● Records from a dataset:
______________________________

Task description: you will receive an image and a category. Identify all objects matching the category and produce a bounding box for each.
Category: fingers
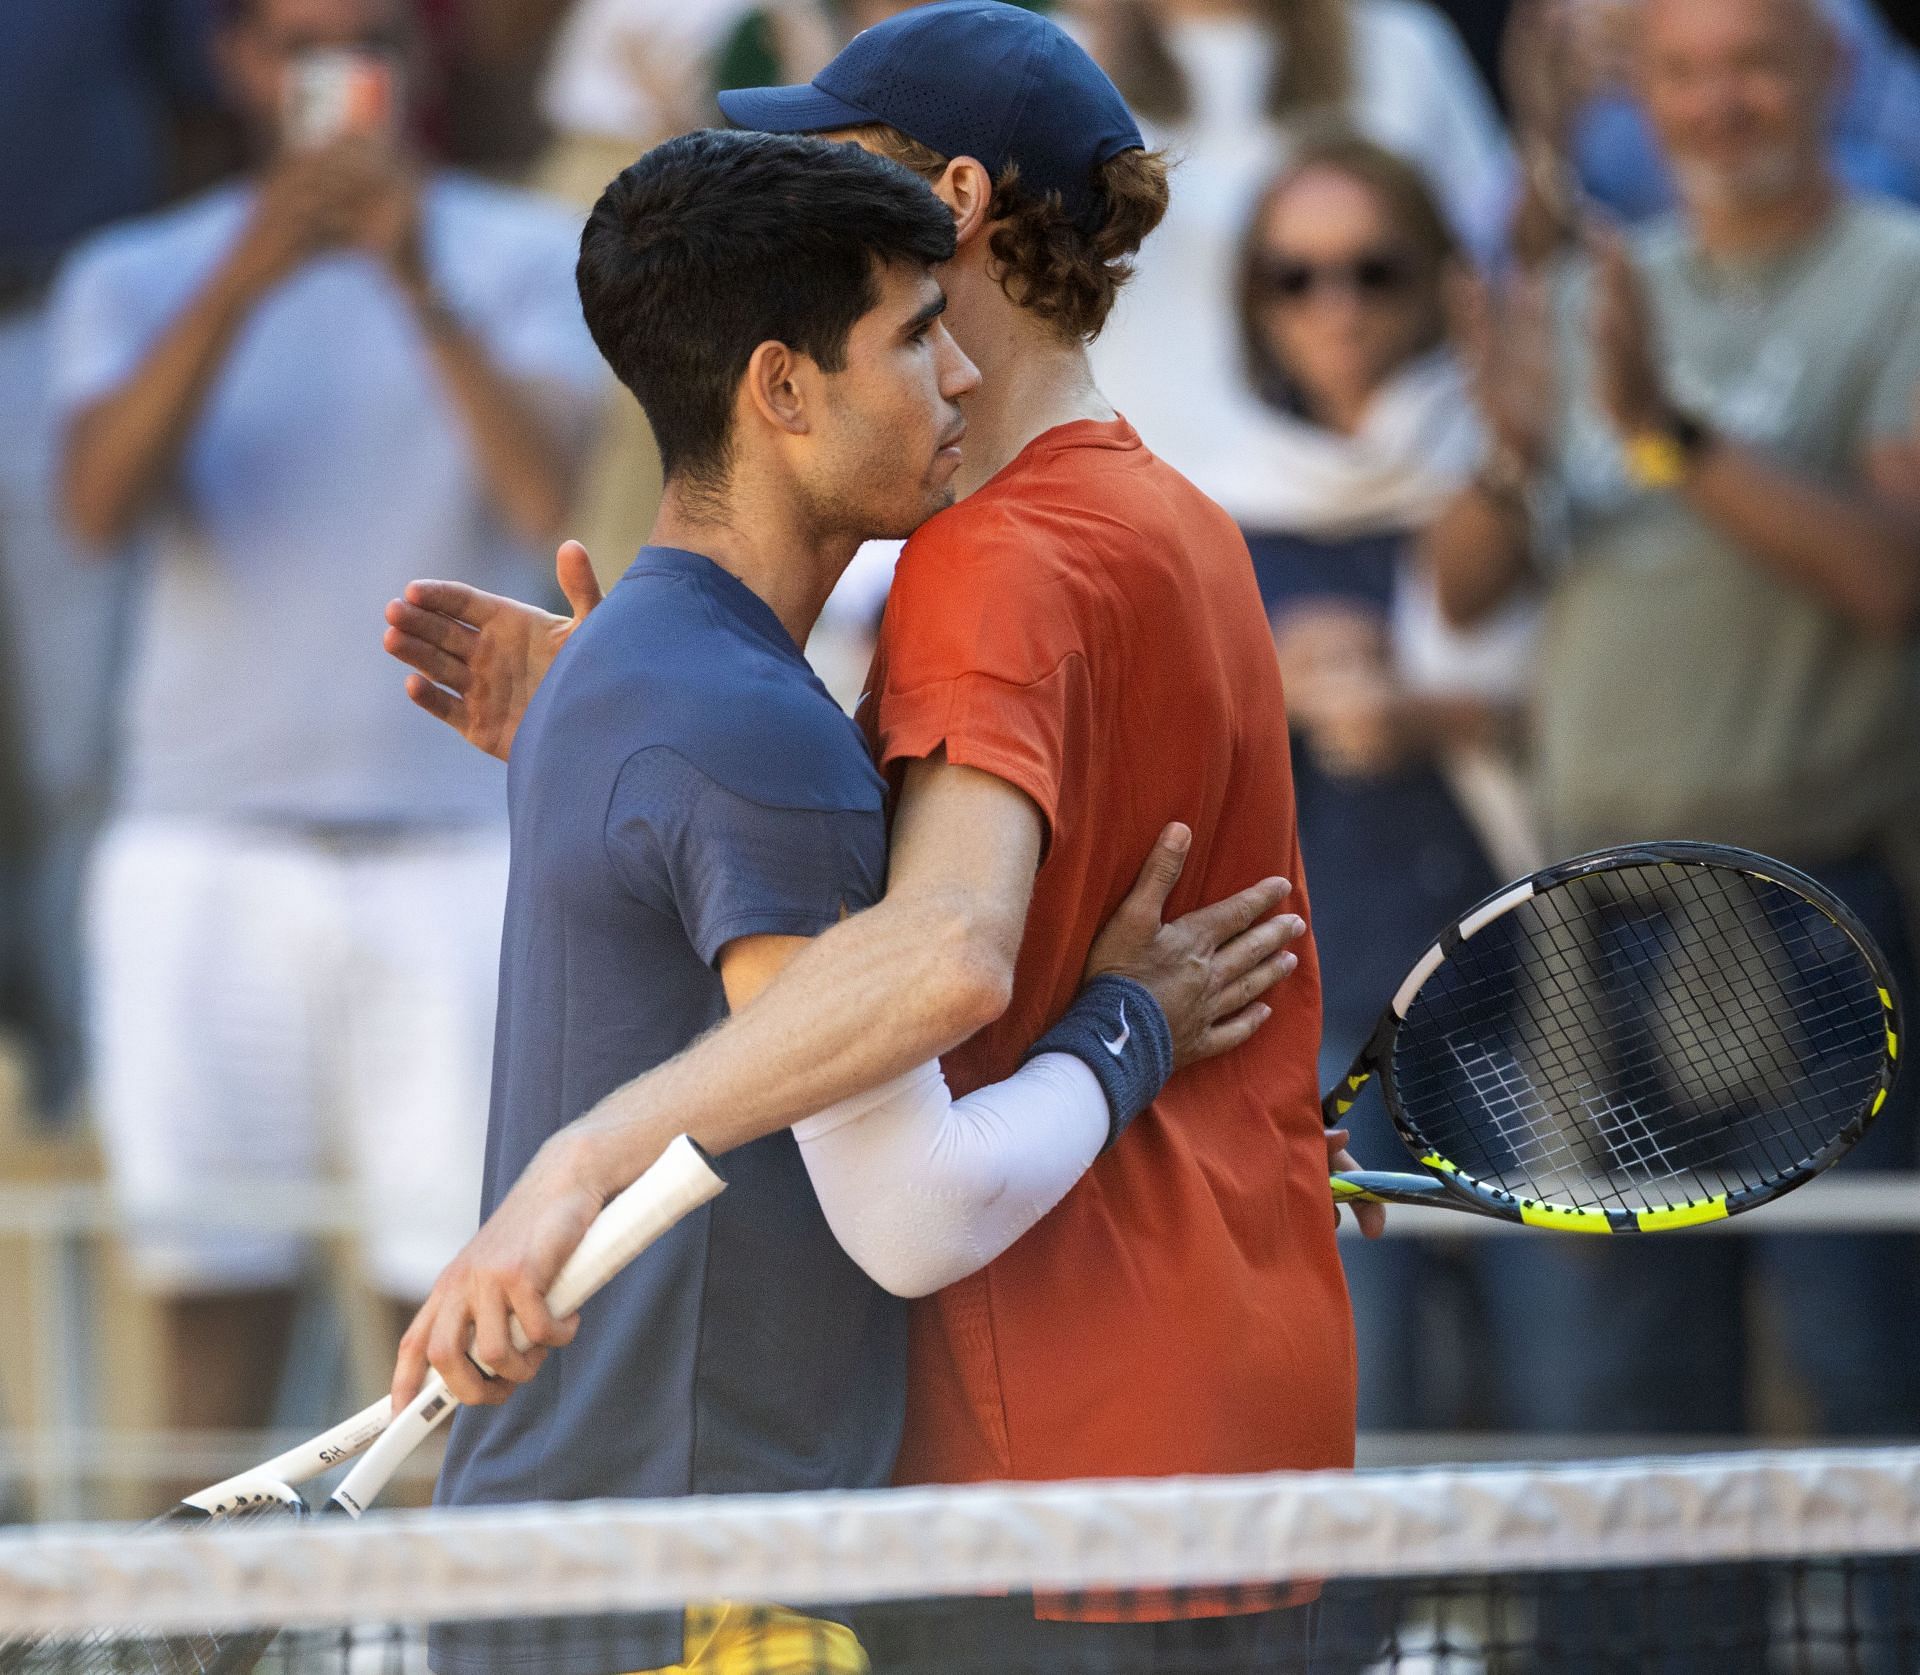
[502,1276,580,1354]
[1119,823,1193,926]
[426,1296,500,1407]
[555,540,606,621]
[391,1305,432,1409]
[1190,1000,1273,1062]
[1331,1147,1388,1239]
[1207,943,1299,1024]
[1211,911,1305,985]
[404,577,502,625]
[386,596,481,661]
[467,1284,548,1388]
[404,672,470,730]
[1189,875,1292,944]
[384,627,473,694]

______________________________

● PROMPT:
Could you copy all of the entries above exactly, without the pictures?

● WORKED SOLUTION:
Task description: you will receive an image and a category. Identify all objects matching the category and produce a bounding box for each.
Category: fingers
[502,1276,580,1354]
[1119,823,1193,926]
[426,1296,500,1407]
[555,540,606,621]
[391,1305,432,1409]
[1190,1000,1273,1062]
[1331,1147,1388,1239]
[1207,943,1299,1024]
[1211,911,1305,985]
[404,577,502,625]
[386,596,481,661]
[467,1284,548,1388]
[404,672,470,730]
[1189,875,1292,944]
[384,627,473,694]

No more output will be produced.